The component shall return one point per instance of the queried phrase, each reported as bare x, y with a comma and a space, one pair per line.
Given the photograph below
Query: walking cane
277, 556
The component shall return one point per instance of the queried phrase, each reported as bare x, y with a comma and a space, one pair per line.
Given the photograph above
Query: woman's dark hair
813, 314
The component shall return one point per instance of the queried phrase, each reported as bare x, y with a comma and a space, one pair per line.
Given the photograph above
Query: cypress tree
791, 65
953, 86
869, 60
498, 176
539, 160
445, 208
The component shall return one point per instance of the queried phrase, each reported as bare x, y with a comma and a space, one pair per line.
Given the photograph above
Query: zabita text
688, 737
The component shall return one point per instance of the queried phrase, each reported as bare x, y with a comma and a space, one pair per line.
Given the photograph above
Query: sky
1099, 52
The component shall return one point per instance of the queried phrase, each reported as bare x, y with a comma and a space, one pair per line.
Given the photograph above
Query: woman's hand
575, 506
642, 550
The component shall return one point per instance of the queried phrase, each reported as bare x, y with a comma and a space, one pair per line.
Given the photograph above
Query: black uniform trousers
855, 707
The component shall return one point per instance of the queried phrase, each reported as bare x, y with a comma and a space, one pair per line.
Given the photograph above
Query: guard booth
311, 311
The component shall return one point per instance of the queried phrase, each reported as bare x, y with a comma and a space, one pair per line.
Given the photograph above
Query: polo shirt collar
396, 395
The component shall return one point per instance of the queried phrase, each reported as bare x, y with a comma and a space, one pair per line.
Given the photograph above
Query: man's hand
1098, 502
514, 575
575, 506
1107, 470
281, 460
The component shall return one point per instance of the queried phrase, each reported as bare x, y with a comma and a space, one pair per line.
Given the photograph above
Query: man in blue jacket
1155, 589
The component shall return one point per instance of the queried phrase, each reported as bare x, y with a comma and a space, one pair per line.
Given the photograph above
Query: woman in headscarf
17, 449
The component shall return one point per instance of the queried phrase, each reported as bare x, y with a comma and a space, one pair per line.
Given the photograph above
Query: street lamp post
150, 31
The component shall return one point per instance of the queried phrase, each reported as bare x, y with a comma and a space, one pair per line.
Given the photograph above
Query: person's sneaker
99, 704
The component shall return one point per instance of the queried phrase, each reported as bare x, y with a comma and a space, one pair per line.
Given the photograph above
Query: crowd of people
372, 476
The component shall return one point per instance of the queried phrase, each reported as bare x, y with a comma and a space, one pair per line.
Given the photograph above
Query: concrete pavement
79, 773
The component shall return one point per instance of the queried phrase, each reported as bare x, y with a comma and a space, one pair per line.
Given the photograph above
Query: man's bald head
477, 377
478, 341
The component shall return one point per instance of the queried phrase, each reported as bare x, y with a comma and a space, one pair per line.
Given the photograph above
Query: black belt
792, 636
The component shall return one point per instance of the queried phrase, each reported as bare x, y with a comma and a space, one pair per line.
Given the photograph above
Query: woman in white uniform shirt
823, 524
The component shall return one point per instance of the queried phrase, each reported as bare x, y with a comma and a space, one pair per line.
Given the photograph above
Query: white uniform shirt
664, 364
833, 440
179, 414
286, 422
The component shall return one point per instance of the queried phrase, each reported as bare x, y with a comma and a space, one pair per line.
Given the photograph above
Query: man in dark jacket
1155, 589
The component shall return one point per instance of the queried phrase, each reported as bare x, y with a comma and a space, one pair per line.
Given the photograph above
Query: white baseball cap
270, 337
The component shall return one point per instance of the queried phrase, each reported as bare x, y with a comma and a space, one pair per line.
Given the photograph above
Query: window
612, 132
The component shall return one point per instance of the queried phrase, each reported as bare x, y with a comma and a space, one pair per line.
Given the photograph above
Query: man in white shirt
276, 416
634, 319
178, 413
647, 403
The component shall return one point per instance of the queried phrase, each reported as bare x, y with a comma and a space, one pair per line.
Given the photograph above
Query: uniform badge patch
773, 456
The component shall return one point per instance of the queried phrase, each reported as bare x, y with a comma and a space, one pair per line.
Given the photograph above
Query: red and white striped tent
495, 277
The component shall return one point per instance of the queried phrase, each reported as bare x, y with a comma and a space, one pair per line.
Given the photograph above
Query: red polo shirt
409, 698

==========

Challenge: Please reproduce every line of the material word for word.

Finished task:
The component shall return one point per instance of the queried phrase, each reported as bare x, y with a comma and a space, one pair per line.
Given the photograph below
Query: walking cane
277, 556
The component shall return one point per instance of the queried phrase, each reported as bare x, y with a comma and a space, one pair per line.
Given the photograph above
Query: woman's dark hair
813, 314
The component shall return one point per instance of the queried phrase, each reported as bare x, y with a comma and a space, one pair per line.
Given the photograph above
Query: cypress tree
791, 65
953, 86
869, 60
498, 176
539, 160
445, 208
The component shall return one point per instance of the queried phrase, each reported as bare x, y with a comma and a space, one pair per line.
Given the photograph above
Query: zabita text
688, 737
The component shall return one point per instance of the queried phrase, each reported as bare x, y with a comma and a space, one pair per line.
Given the photograph above
Query: sky
1099, 52
The component shall return one point per instance of the queried phrase, each reported as bare x, y with a comma and a space, one pair per line.
Given the photograph above
Query: woman's hand
575, 506
642, 550
The component shall return one point per instance of the queried phrase, each reported as bare x, y with a comma and a space, one pair per line.
Given the photograph above
Query: black uniform trousers
855, 707
The component shall return one point per instance of the queried phrase, each reported as bare x, y with a comma and a space, one pair per line.
Given the photograph above
Query: guard booth
311, 311
The component shall return one point per instance of the queried phrase, each reported as bare x, y with a comma and a space, one pair per line.
Given the photograph above
Query: polo shirt collar
396, 395
The component shall return one point per instance of the queried phrase, each reported as bare x, y with a comma and a space, one pair per line.
Given the photograph above
Query: man's hand
1098, 502
514, 575
575, 506
1107, 470
281, 460
The component shall return one point per instance of the queried phrase, each reported as bare x, y with a comma and a space, one pair per line.
Given the photograph above
Query: man in blue jacket
1155, 589
The component shall return one point per instance of the queried phrase, each reported as bare x, y with a comma and a space, one pair per line.
Given the photograph above
Query: woman in headscarf
17, 449
The component shall return one point per instance of the queried phrase, each reported as bare x, y with a comma and a space, one pair per line.
Given the photograph above
Query: street lamp post
150, 31
The component shall return one point per instance of the queried phrase, each reported as bare x, y with a comma and a space, one pair per line.
Given the photograph above
Query: person's sneaker
99, 704
The component shall return one point per instance of the queried phrase, each reported as bare x, y with a comma and a space, one pair per line.
Given the photograph above
Query: crowd of people
372, 476
The component shall return one point per instance of the queried phrase, each reported as bare x, y with a comma and a space, one pair per line.
Given the photograph above
Query: concrete pavement
79, 773
The component shall return one point per instance of the queried phrase, each reported as bare x, y with a comma and a space, one pair per line.
Given the photograph above
Query: man's bald head
477, 377
478, 341
The component shall return one point per instance of the queried phrase, each reported as bare x, y with a comma and a space, one pair per line.
Given the photograph above
Query: black belt
792, 636
The component shall return one point per instance of the queried phrase, each reported as bare x, y with a comma and a space, one pair per line.
Given the photograph above
Query: woman in white uniform shirt
823, 524
The component shall return one point per instance of the queried phrase, each reported as bare x, y with a comma and a space, one pair per line.
Given the photograph above
Query: white uniform shirt
664, 364
833, 440
179, 414
286, 422
The component shall return one point per instance of the queried phrase, each reported as bare x, y with a comma and a space, one pair per line.
Given the photograph above
Query: man in dark jacket
1155, 589
The component shall return one point per instance of the queried phrase, each reported as bare x, y with a comma and a space, one pair per line.
Given the photograph above
Query: white baseball cap
270, 337
The component shall return one point per instance of the queried phrase, each reported as bare x, y with a comma and a space, one pair per line.
Given the photograph above
Query: window
612, 132
The component shall return one point per instance of the queried phrase, each reported as bare x, y with a comma and a space, one pair per line.
Given the photograph above
Query: man in white shirt
276, 416
634, 319
178, 413
647, 403
The component shall return one point per instance of the queried phrase, each reported as bare x, y with a comma and a space, one pair per line.
Given the photograph above
Query: uniform badge patch
773, 456
The component shall return one point per instance of the queried phrase, each reported as bare x, y with a comma and a space, one pair per line.
Given the photograph above
Query: red and white striped tent
495, 277
The component shall return one point per instance of the queried phrase, each reported as bare x, y with a comma and a space, one pair per line.
Given the photograph above
Query: red polo shirt
409, 698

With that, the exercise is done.